>> begin

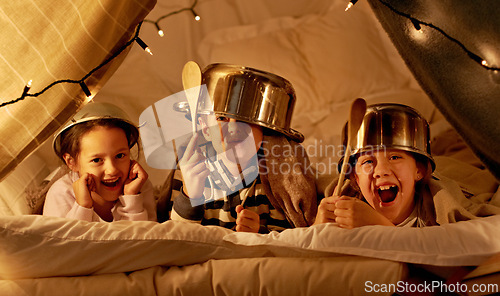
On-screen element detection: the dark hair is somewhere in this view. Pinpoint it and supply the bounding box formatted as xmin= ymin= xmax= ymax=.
xmin=57 ymin=118 xmax=139 ymax=162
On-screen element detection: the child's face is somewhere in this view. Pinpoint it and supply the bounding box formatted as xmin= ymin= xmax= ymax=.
xmin=355 ymin=149 xmax=423 ymax=224
xmin=70 ymin=127 xmax=130 ymax=201
xmin=201 ymin=116 xmax=263 ymax=166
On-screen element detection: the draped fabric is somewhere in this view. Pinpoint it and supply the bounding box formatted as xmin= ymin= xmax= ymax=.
xmin=368 ymin=0 xmax=500 ymax=180
xmin=0 ymin=0 xmax=156 ymax=180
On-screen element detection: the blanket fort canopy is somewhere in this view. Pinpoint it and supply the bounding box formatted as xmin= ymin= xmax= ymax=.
xmin=366 ymin=0 xmax=500 ymax=180
xmin=0 ymin=0 xmax=156 ymax=180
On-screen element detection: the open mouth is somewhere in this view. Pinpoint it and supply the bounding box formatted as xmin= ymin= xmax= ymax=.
xmin=377 ymin=185 xmax=399 ymax=203
xmin=101 ymin=178 xmax=120 ymax=189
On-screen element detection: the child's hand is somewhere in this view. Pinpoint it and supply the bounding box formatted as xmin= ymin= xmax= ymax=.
xmin=73 ymin=173 xmax=97 ymax=209
xmin=335 ymin=196 xmax=394 ymax=229
xmin=179 ymin=133 xmax=210 ymax=199
xmin=236 ymin=205 xmax=260 ymax=233
xmin=313 ymin=196 xmax=339 ymax=225
xmin=123 ymin=160 xmax=148 ymax=195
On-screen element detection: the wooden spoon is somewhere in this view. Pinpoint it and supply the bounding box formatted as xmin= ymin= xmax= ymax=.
xmin=182 ymin=61 xmax=202 ymax=133
xmin=333 ymin=98 xmax=366 ymax=196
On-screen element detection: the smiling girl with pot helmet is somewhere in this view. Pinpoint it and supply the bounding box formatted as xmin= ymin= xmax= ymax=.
xmin=43 ymin=103 xmax=156 ymax=221
xmin=315 ymin=104 xmax=435 ymax=228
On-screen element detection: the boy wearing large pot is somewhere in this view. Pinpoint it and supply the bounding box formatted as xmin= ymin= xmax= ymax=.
xmin=171 ymin=64 xmax=317 ymax=233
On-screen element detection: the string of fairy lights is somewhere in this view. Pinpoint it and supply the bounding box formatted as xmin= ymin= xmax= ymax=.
xmin=345 ymin=0 xmax=500 ymax=73
xmin=0 ymin=0 xmax=201 ymax=108
xmin=0 ymin=0 xmax=500 ymax=108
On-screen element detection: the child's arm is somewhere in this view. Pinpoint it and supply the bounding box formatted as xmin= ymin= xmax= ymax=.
xmin=335 ymin=196 xmax=394 ymax=229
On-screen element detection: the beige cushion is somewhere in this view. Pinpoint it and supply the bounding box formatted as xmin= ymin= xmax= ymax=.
xmin=0 ymin=0 xmax=156 ymax=180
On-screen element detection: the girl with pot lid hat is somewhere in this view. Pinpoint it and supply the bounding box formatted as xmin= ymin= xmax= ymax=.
xmin=171 ymin=62 xmax=317 ymax=233
xmin=43 ymin=103 xmax=156 ymax=222
xmin=315 ymin=104 xmax=435 ymax=228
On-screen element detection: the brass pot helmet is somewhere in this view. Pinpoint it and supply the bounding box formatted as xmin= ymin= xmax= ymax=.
xmin=52 ymin=103 xmax=139 ymax=158
xmin=338 ymin=103 xmax=436 ymax=171
xmin=174 ymin=63 xmax=304 ymax=143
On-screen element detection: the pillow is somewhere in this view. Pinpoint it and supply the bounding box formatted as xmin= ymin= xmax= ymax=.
xmin=224 ymin=215 xmax=500 ymax=266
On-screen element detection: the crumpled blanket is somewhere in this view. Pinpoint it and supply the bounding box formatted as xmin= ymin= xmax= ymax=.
xmin=259 ymin=135 xmax=318 ymax=227
xmin=325 ymin=156 xmax=500 ymax=225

>> end

STATED GOAL ::
Format all of the data above as a numbered list, one line per item, skipping any blank lines. Leave the picture out of your answer.

THE COMPLETED TASK ::
1. On-screen element detection: the dark hair is somewhere in this view. Pinpoint it and supply the bounding box formatted as xmin= ymin= xmax= ymax=.
2. xmin=57 ymin=118 xmax=139 ymax=162
3. On-screen element detection: the child's face is somewhere in this view. Pinpoint it and supply the bounding box formatted as xmin= ymin= xmax= ymax=.
4. xmin=355 ymin=149 xmax=423 ymax=224
5. xmin=70 ymin=127 xmax=130 ymax=201
6. xmin=201 ymin=116 xmax=263 ymax=166
7. On-screen element detection: the draped fabric is somewhere in this view. Pinpoint it and supply the bounding box formatted as xmin= ymin= xmax= ymax=.
8. xmin=368 ymin=0 xmax=500 ymax=180
9. xmin=0 ymin=0 xmax=156 ymax=180
10. On-screen element detection: the blanket fort canopy is somewhere in this view. Pinpoint it and supply the bounding box formatted as xmin= ymin= xmax= ymax=.
11. xmin=366 ymin=0 xmax=500 ymax=180
12. xmin=0 ymin=0 xmax=156 ymax=180
13. On-screen element detection: the open mouth is somewhere in this view. Pinpoint it and supply the bounding box formatted as xmin= ymin= xmax= ymax=.
14. xmin=377 ymin=185 xmax=399 ymax=203
15. xmin=101 ymin=178 xmax=120 ymax=189
16. On-screen element detection: the child's hand is somewhere in this view. Pinpoint it and supply the bounding box formatted as xmin= ymin= xmax= ymax=.
17. xmin=73 ymin=173 xmax=97 ymax=209
18. xmin=335 ymin=196 xmax=394 ymax=229
19. xmin=179 ymin=133 xmax=210 ymax=199
20. xmin=236 ymin=205 xmax=260 ymax=233
21. xmin=313 ymin=196 xmax=339 ymax=225
22. xmin=123 ymin=160 xmax=148 ymax=195
23. On-screen element detection: the wooden spoon is somewhere in this view. Pinpoint it and supply the bounding box formatted as xmin= ymin= xmax= ymax=.
24. xmin=182 ymin=61 xmax=202 ymax=133
25. xmin=333 ymin=98 xmax=366 ymax=196
26. On-screen element detection: the smiling girl with pot helmet is somewhere in this view. Pinpoint it and supply the bounding box formatted as xmin= ymin= xmax= ymax=.
27. xmin=43 ymin=103 xmax=156 ymax=221
28. xmin=315 ymin=104 xmax=435 ymax=228
29. On-screen element detection: the boy wearing large pot is somewhere in this view. Pinpoint it and supply the bounding box formatted as xmin= ymin= xmax= ymax=.
30. xmin=171 ymin=64 xmax=317 ymax=233
31. On-screen element detection: the string of fairy lights is somewhere in this view. Pinpoint it and supply the bounding box formatted as xmin= ymin= xmax= ymax=.
32. xmin=345 ymin=0 xmax=500 ymax=73
33. xmin=0 ymin=0 xmax=201 ymax=108
34. xmin=0 ymin=0 xmax=500 ymax=108
35. On-screen element detection: the child's arm is somewhere in this view. Pinpoint it and supply the bounding box formatted as xmin= ymin= xmax= ymax=.
36. xmin=335 ymin=196 xmax=394 ymax=229
37. On-screen element detection: the beige cushion is somewhere in this view. Pinpoint it and supply the bounding box formatted as xmin= ymin= xmax= ymax=.
38. xmin=0 ymin=0 xmax=156 ymax=180
39. On-screen element detection: the girl with pot lid hat is somewhere in this view. Pinpoint it and supply the bounding box formatted as xmin= ymin= xmax= ymax=.
40. xmin=171 ymin=62 xmax=317 ymax=233
41. xmin=43 ymin=103 xmax=156 ymax=222
42. xmin=315 ymin=104 xmax=435 ymax=228
43. On-screen element detection: the brass pot helmet is somewhere in this view. Pinpoint it and supply the bounding box formatted as xmin= ymin= xmax= ymax=.
44. xmin=52 ymin=103 xmax=139 ymax=158
45. xmin=338 ymin=103 xmax=436 ymax=171
46. xmin=174 ymin=63 xmax=304 ymax=143
47. On-screen element detection: the pillow is somewhere in this view. Pinpoint it and supply the bounding box formatted as xmin= ymin= xmax= ymax=.
48. xmin=224 ymin=215 xmax=500 ymax=266
49. On-screen element detection: the crumpled blanket is somewhere in this view. Pinpoint it and supply the bounding box formatted as xmin= ymin= xmax= ymax=.
50. xmin=259 ymin=135 xmax=318 ymax=227
51. xmin=325 ymin=156 xmax=500 ymax=225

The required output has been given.